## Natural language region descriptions

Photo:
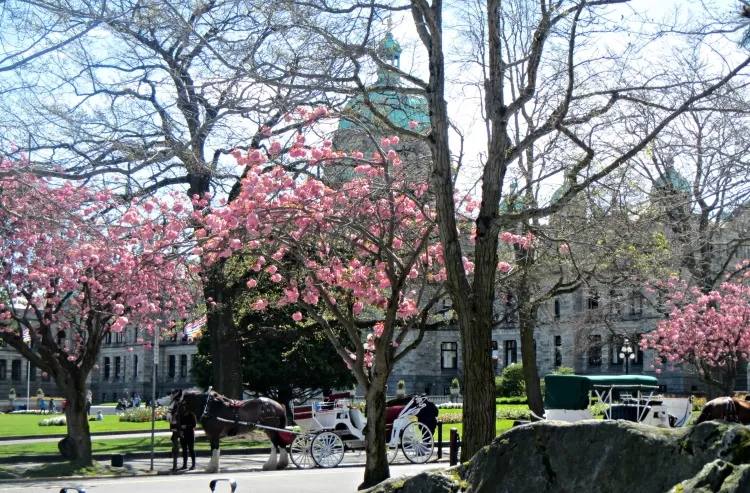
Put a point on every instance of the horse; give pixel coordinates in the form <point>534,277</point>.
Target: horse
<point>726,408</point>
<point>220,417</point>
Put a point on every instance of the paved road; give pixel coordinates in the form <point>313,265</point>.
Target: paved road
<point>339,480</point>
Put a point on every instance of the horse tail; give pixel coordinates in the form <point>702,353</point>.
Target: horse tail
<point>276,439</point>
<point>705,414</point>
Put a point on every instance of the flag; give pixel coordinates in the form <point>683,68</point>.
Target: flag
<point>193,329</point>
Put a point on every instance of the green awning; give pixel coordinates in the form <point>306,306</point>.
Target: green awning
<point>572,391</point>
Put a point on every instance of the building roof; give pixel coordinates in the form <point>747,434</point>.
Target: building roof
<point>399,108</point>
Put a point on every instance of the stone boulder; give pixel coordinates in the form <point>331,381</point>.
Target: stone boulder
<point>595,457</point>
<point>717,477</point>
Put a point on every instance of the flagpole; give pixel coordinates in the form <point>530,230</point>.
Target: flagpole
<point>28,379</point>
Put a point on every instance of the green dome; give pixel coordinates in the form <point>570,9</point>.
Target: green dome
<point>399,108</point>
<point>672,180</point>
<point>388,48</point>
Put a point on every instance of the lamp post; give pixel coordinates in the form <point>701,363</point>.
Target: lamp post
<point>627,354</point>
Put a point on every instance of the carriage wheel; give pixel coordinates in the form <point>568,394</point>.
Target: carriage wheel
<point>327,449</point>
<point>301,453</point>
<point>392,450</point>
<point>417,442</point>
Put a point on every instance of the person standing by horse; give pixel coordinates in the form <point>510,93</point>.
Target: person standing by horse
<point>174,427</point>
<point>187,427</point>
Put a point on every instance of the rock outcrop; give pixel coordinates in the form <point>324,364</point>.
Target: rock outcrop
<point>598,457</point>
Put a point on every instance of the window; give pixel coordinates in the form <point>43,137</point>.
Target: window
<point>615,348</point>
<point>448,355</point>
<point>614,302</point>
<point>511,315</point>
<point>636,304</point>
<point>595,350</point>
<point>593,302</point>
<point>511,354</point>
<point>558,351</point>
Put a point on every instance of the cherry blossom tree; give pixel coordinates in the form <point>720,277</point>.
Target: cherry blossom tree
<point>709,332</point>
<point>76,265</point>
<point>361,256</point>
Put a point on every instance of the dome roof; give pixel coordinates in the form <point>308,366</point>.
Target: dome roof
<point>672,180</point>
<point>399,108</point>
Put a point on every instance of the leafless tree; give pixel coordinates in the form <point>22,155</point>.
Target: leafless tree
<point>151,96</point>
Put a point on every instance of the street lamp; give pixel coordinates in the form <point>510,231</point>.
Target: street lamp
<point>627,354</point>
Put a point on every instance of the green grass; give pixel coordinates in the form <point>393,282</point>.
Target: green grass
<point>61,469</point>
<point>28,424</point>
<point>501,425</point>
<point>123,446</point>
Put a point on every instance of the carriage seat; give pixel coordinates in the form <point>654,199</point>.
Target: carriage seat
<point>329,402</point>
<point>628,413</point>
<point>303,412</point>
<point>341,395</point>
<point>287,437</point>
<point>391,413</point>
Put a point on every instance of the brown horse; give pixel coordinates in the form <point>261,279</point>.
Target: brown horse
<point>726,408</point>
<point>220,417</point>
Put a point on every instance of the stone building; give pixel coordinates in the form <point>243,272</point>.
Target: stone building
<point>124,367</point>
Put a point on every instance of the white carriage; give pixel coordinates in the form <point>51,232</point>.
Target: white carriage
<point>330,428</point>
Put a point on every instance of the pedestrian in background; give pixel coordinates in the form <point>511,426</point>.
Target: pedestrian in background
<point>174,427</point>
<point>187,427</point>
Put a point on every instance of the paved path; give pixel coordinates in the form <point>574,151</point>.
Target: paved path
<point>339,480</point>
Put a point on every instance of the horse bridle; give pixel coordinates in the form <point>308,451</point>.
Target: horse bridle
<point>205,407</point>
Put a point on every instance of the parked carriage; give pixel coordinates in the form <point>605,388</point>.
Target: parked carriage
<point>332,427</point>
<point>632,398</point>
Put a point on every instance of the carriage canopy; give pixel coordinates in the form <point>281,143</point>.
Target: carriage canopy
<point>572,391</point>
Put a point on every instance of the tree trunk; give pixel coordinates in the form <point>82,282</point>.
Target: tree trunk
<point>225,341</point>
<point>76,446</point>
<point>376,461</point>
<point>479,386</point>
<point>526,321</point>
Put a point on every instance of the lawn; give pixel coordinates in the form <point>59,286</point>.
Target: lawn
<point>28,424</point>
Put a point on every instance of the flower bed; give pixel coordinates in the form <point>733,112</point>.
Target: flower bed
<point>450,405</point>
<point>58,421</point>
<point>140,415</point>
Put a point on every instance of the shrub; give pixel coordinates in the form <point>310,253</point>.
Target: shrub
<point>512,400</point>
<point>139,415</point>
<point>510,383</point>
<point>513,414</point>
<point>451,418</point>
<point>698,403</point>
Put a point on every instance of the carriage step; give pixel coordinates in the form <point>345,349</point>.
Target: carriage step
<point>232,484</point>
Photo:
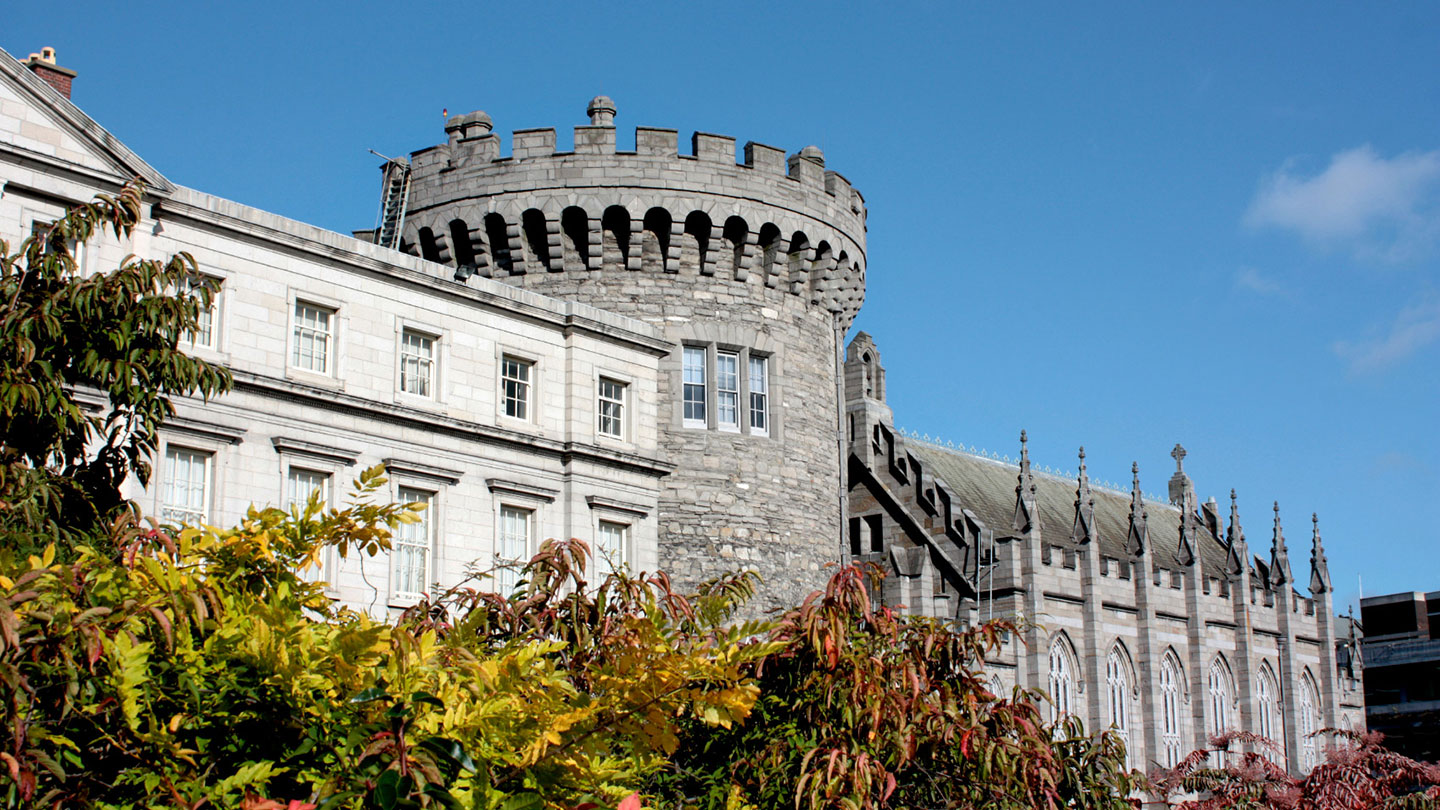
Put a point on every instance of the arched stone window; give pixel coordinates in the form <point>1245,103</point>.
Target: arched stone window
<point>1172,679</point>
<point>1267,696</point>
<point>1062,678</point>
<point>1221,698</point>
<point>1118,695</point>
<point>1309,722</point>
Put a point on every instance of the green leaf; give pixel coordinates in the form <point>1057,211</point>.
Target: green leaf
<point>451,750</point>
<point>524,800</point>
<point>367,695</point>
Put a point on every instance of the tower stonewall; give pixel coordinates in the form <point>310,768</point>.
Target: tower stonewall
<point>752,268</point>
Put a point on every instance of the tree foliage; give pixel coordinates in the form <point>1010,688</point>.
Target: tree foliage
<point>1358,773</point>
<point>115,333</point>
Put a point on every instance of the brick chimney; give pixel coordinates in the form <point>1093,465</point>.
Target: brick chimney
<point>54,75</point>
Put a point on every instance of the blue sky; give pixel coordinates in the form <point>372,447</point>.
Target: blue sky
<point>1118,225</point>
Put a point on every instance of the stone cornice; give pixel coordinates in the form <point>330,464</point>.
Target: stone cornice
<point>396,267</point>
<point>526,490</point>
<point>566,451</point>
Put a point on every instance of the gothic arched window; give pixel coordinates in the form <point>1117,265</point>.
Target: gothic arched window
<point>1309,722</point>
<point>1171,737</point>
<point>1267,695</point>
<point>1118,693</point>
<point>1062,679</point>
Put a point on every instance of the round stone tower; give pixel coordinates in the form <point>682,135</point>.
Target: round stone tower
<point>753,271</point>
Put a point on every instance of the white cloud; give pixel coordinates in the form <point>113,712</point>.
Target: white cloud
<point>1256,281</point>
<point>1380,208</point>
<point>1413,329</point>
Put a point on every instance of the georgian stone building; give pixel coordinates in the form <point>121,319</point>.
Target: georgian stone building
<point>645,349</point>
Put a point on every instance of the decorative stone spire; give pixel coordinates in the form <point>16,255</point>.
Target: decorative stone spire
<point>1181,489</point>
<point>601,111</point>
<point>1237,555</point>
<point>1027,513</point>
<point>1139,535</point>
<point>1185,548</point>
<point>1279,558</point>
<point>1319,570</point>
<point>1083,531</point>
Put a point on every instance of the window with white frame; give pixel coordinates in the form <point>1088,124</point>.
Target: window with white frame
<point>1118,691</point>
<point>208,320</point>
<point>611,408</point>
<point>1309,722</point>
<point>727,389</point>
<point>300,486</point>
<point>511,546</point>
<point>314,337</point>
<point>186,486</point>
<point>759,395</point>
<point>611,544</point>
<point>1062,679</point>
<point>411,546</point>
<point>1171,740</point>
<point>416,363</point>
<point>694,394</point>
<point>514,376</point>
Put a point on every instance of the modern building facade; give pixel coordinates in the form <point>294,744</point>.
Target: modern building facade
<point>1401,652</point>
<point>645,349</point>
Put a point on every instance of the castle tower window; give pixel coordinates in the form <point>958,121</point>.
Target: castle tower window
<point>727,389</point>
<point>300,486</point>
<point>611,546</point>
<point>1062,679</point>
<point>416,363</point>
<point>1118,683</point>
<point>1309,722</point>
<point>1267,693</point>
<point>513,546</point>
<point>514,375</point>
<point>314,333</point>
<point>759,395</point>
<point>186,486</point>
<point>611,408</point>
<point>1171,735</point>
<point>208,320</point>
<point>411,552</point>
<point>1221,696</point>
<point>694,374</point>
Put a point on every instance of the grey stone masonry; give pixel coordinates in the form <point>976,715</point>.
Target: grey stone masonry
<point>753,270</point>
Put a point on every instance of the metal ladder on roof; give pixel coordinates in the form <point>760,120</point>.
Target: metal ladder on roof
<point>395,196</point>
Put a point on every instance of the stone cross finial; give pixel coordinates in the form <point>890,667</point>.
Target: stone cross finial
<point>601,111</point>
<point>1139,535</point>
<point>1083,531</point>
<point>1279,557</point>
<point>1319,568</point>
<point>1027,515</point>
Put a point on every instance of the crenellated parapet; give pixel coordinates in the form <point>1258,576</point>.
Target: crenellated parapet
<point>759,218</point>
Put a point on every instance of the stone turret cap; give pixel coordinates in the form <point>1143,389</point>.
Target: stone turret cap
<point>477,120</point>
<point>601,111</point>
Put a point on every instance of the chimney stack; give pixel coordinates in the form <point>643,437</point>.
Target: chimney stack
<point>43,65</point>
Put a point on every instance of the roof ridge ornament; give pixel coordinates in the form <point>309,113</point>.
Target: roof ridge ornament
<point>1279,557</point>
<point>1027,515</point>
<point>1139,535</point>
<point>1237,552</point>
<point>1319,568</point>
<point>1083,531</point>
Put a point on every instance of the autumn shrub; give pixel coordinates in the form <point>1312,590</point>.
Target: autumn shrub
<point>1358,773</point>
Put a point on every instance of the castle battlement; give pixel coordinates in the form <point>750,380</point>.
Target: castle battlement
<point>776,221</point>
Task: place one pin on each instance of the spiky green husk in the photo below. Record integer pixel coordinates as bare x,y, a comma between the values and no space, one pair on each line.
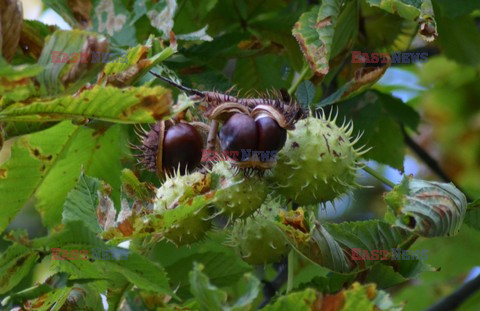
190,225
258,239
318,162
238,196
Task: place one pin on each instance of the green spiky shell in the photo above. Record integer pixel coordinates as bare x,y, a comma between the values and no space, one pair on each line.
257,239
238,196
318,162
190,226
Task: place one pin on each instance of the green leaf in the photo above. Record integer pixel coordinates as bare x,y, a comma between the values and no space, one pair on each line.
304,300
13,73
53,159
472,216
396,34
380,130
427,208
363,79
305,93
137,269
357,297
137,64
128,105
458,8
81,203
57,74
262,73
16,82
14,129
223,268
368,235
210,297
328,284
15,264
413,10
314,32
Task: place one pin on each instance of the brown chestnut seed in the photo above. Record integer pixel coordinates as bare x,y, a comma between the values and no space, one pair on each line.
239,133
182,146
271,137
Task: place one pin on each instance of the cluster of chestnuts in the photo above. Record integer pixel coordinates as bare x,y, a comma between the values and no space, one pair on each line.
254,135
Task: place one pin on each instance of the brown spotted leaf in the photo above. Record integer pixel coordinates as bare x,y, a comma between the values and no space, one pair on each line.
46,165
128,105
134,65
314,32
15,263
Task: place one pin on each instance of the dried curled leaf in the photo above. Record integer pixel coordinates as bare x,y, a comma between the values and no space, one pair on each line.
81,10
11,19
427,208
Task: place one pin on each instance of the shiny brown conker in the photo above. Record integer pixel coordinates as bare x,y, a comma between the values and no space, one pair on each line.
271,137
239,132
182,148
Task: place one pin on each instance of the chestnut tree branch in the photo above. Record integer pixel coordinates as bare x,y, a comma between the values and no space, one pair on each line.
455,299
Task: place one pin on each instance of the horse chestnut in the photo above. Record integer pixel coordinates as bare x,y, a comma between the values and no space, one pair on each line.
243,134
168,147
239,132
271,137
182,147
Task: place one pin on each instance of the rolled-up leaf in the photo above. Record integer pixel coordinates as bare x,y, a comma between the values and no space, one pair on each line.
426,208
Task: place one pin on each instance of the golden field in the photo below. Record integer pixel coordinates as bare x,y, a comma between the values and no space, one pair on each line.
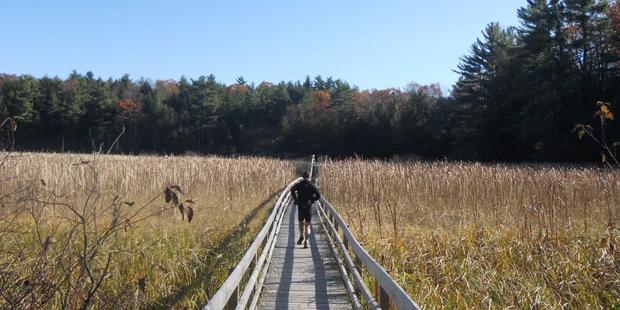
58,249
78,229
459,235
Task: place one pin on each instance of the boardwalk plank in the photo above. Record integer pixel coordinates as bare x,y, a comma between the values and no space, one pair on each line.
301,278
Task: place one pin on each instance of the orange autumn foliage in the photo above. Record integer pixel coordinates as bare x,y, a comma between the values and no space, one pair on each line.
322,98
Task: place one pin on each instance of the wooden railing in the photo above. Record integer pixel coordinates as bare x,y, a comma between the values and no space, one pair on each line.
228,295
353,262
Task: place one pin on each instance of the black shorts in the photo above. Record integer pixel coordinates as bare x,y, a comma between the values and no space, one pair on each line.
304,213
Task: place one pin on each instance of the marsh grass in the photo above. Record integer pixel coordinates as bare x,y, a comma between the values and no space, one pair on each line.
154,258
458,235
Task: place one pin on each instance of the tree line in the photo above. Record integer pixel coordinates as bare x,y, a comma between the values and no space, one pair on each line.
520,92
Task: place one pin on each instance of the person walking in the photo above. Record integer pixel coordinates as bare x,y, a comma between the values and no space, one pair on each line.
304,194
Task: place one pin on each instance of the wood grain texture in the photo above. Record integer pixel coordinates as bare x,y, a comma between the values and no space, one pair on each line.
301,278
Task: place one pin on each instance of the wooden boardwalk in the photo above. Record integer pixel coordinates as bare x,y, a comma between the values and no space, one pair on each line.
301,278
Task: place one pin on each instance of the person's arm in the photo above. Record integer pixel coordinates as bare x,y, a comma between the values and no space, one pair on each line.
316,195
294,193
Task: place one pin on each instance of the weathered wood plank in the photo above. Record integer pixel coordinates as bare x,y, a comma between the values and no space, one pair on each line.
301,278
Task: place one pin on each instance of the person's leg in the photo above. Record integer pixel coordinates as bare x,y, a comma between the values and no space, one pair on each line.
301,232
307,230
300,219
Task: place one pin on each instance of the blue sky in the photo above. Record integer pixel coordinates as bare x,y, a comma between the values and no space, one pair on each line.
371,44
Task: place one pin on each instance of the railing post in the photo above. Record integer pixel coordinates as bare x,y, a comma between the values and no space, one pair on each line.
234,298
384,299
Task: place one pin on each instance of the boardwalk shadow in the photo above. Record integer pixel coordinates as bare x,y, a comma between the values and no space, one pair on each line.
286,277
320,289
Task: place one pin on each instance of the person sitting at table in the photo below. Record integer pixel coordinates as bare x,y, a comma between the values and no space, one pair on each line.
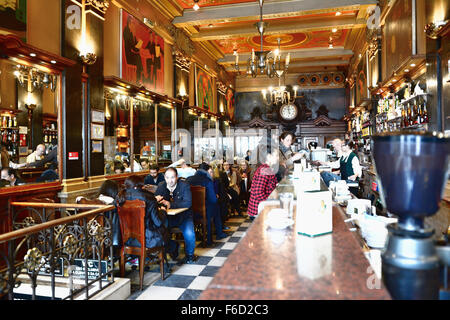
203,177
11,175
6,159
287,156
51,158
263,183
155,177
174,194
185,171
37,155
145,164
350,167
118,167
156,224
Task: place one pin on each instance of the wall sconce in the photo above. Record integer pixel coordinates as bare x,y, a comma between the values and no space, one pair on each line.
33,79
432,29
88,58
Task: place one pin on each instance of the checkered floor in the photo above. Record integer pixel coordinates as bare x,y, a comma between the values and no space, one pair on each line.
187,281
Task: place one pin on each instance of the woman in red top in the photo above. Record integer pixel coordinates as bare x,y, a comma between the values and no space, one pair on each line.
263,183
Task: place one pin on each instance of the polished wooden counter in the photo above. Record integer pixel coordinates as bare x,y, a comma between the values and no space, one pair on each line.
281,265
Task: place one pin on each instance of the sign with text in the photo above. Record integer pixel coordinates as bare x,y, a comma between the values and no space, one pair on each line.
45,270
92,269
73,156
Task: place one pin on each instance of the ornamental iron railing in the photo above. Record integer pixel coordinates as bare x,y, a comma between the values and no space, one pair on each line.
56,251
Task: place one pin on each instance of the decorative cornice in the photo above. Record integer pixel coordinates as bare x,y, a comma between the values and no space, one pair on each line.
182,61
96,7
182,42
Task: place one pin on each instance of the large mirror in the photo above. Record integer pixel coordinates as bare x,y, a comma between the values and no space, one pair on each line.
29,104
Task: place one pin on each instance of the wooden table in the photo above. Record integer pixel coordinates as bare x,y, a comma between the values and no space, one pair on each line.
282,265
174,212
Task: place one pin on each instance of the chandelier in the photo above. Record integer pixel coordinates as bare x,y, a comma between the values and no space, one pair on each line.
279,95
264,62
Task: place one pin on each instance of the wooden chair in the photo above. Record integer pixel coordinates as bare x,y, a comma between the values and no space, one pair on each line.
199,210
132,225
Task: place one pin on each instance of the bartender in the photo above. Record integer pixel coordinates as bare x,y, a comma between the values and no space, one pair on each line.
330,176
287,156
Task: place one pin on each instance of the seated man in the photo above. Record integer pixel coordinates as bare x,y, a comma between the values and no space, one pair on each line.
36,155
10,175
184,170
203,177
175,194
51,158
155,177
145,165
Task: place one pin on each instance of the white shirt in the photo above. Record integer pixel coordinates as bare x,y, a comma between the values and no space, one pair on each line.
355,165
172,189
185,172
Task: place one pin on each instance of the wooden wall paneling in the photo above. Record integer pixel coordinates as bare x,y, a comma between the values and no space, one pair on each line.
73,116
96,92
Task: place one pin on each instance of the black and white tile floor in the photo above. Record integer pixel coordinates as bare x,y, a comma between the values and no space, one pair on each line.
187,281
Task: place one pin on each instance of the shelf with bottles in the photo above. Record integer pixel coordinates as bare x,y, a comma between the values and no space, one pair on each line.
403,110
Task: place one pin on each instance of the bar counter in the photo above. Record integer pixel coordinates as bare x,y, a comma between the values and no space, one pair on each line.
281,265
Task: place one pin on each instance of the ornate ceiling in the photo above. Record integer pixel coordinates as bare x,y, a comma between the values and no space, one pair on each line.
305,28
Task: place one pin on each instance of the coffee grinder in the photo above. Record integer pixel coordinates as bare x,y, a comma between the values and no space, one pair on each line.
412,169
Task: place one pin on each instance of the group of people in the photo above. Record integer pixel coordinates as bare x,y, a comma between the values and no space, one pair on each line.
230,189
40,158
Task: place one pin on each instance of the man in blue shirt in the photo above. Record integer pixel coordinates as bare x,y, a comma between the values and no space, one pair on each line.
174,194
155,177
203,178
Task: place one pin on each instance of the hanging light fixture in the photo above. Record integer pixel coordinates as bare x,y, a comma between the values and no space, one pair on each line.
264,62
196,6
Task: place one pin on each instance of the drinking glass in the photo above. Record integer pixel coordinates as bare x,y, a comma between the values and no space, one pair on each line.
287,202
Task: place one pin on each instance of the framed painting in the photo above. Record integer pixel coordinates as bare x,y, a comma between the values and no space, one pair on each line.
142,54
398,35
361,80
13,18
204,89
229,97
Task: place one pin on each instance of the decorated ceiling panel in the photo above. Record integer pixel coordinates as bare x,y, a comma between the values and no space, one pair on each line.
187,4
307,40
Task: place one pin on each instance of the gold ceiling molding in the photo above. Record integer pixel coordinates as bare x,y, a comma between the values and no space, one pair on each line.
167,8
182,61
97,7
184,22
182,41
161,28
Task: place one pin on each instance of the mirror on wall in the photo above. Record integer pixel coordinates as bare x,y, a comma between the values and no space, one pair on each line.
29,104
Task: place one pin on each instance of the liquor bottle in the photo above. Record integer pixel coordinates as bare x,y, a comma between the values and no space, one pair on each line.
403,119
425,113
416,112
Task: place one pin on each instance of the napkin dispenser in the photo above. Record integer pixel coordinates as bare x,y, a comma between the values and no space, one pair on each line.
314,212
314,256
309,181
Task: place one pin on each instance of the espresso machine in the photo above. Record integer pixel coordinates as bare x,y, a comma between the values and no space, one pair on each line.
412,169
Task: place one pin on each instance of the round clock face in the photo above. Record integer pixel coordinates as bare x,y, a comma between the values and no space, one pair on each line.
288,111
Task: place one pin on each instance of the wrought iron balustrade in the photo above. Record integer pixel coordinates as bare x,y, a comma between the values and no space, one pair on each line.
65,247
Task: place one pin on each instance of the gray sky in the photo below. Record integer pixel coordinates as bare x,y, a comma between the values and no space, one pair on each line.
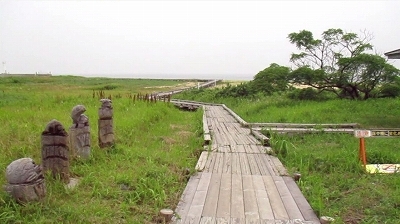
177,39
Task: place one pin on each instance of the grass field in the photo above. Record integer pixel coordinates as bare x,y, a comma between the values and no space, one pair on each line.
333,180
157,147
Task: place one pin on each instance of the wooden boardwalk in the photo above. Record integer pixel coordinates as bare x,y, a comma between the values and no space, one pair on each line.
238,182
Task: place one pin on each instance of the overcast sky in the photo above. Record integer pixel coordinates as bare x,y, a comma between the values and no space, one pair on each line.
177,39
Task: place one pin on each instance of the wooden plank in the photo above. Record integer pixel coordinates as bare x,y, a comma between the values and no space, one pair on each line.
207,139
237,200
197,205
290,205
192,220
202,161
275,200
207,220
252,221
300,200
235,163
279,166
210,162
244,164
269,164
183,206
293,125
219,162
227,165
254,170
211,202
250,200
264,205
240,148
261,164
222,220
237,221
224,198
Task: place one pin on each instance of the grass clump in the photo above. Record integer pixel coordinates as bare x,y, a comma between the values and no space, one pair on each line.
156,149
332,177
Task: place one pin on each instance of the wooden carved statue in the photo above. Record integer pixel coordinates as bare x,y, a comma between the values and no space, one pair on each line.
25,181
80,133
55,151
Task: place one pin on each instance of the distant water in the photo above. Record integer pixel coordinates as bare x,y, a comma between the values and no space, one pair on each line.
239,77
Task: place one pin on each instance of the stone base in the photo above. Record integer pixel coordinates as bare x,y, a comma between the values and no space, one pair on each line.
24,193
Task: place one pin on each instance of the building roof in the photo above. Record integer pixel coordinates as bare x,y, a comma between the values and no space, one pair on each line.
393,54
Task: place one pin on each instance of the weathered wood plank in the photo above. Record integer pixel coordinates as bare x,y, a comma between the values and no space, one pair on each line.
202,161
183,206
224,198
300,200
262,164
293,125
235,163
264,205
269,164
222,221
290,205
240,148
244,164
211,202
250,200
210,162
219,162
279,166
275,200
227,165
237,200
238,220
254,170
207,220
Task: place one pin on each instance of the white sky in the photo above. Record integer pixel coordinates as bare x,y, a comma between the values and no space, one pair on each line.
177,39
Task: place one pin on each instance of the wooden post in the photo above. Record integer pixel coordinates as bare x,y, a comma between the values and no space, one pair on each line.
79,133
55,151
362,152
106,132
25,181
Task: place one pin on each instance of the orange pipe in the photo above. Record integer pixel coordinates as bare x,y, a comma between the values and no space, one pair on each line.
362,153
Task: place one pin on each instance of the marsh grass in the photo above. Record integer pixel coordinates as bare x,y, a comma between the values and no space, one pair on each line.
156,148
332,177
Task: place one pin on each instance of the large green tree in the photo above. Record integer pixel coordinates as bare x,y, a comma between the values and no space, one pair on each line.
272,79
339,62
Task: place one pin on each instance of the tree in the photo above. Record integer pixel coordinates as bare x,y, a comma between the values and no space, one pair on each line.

## Action item
In the entries above, the lines from the one bearing "Target: flagpole" up to and including the one bearing "Put a point on every instance of the lamp" should be transcribed exactly; no other line is wanted.

## Reply to the task
Target: flagpole
<point>28,379</point>
Put a point on every instance of the green dome; give pixel coordinates in the form <point>570,9</point>.
Target: green dome
<point>399,108</point>
<point>672,180</point>
<point>388,48</point>
Put a point on every instance of the lamp post; give pixel coordinates in the form <point>701,363</point>.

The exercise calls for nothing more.